### Problems to solve
[1] Answer these from the subcommittee transcript below:
(a) From which city is Joshy Jose joining the meeting?
(b) For how many years has the Rescue Foundation been rescuing young girls?
(c) Which state does Dipesh Tank name as the number one state where minor girls are pushed into prostitution?
[2] Reproduce the stretch of the subcommittee transcript from "MPs speaking" through "in South Asia." word for word.

### Provided passage
Evidence of meeting #68 for Subcommittee on International Human Rights in the 42nd Parliament, 1st Session. (The original version is on Parliament’s site, as are the minutes.) The winning word was india.

A recording is available from Parliament.

On the agenda

MPs speaking

Also speaking

Dipesh Tank  Project Director, Rescue Foundation
Joshy Jose  Senior Director, Implementation, Breakthrough Trust

1:05 p.m.

Liberal

The Chair Liberal Michael Levitt

Good afternoon, everyone. We're going to call to order this 68th meeting of the Subcommittee on International Human Rights. We are continuing our study on human trafficking in South Asia.

We have two witnesses joining us today from quite a distance. First, we have Mr. Joshy Jose, the director of implementation for Breakthrough Trust, joining us from New Delhi. In the trust's own words, “Breakthrough seeks to make discrimination and violence against women and girls unacceptable everywhere and in all its forms, including domestic violence, sexual harassment in public spaces, early marriage, and gender-biased sex selection.”

We also have Mr. Dipesh Tank, the project director for the Rescue Foundation, a non-governmental organization, who is joining us today from Mumbai. The Rescue Foundation's key activities revolve around the rescue, rehabilitation, and repatriation of victims of commercial sexual exploitation in India, those who are trafficked within India, or from Bangladesh or Nepal. Specifically, the Rescue Foundation investigates reports of missing girls who may have been trafficked, rescues victims with the help of local police, rehabilitates those rescued by providing food, shelter, health care, vocational training, and legal aid, and repatriates these girls to their families or to other NGOs.

Again, I want to thank you both for being here to provide testimony to us for our ongoing study. With that, if I can give you both seven minutes each for opening remarks, then we will open the floor to questions from members of the committee.

Thank you very much.

Mr. Tank, please begin.

1:05 p.m.

Dipesh Tank Project Director, Rescue Foundation

Thank you very much, everybody. My warm regards from India.

Rescue Foundation is a non-profit that works primarily in rescue missions. For the last 20 years we have been rescuing young girls, especially girls who are minors, from brothels, red light areas, guest houses, and various other such places across the country. With about 150 spies around the country, we deal with and get sensitive information from them. Our primary job is to get the girls out of the brothels and those places where they are being exploited. Then we bring them to our shelter home and fight a massive legal battle; post the legal battle part, we give them the ability to bounce back in society.

The primary reason that most of these girls are pushed into prostitution is poverty. The number one state in India where human trafficking happens is West Bengal, and the number one state in India where minor girls are being pushed into prostitution is Rajasthan.

One of the primary reasons in West Bengal is poverty. There is a lack of opportunities in that region, so often young girls, orphaned girls, are fooled by traffickers and pimps in the hope getting a better job and livelihood. They have been brought to larger, metropolitan cities like Mumbai, Delhi, and other places, and sold into brothels.

### Data records

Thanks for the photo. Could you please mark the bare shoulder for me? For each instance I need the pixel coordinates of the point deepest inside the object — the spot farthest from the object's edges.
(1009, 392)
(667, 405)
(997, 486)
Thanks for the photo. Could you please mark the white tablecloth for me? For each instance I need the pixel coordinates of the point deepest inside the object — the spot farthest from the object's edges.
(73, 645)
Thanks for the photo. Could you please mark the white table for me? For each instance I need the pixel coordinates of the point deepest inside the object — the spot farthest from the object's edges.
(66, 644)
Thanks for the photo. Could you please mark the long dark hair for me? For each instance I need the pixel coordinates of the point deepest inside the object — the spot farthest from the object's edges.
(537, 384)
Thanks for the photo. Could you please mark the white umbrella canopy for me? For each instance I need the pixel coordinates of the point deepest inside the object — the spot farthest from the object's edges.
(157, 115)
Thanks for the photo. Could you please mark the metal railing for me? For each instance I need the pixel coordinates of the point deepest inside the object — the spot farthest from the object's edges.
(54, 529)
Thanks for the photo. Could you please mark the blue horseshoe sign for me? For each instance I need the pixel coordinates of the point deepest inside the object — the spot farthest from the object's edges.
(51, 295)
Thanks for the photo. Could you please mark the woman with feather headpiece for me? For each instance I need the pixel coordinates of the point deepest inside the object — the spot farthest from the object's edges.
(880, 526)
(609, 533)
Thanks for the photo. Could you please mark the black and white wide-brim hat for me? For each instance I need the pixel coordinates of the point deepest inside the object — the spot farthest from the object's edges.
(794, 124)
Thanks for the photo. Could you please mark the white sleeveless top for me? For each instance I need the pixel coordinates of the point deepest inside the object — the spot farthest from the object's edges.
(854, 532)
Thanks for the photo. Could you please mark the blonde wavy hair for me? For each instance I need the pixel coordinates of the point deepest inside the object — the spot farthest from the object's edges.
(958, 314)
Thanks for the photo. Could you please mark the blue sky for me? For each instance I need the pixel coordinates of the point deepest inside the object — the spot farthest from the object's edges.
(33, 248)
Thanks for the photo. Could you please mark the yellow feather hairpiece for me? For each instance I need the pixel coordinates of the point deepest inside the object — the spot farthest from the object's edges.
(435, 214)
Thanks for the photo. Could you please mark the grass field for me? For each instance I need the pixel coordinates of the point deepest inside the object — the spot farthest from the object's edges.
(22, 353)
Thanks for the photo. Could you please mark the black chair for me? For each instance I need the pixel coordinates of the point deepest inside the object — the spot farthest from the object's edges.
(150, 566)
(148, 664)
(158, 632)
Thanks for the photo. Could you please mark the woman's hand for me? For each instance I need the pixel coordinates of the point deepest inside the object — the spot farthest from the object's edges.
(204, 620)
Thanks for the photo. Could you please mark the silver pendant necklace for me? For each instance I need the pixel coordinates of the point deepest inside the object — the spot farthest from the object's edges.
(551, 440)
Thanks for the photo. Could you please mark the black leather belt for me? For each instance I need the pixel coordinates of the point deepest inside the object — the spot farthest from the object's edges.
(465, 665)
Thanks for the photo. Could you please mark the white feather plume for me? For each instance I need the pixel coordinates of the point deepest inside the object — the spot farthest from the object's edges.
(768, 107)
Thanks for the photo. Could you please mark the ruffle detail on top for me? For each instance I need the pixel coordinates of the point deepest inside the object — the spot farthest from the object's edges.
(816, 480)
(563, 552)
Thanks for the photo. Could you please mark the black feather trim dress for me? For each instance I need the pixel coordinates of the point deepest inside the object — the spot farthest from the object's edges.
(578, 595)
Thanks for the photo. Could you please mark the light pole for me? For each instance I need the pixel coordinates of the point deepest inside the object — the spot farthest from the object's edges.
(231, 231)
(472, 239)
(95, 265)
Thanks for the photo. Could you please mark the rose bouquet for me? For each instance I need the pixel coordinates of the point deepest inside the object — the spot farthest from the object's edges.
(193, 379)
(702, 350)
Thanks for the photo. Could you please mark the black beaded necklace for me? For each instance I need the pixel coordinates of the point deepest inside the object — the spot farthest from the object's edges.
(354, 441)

### Solutions for each task
[1]
(a) New Delhi
(b) 20 years
(c) Rajasthan

[2]
MPs speaking

Also speaking

Dipesh Tank  Project Director, Rescue Foundation
Joshy Jose  Senior Director, Implementation, Breakthrough Trust

1:05 p.m.

Liberal

The Chair Liberal Michael Levitt

Good afternoon, everyone. We're going to call to order this 68th meeting of the Subcommittee on International Human Rights. We are continuing our study on human trafficking in South Asia.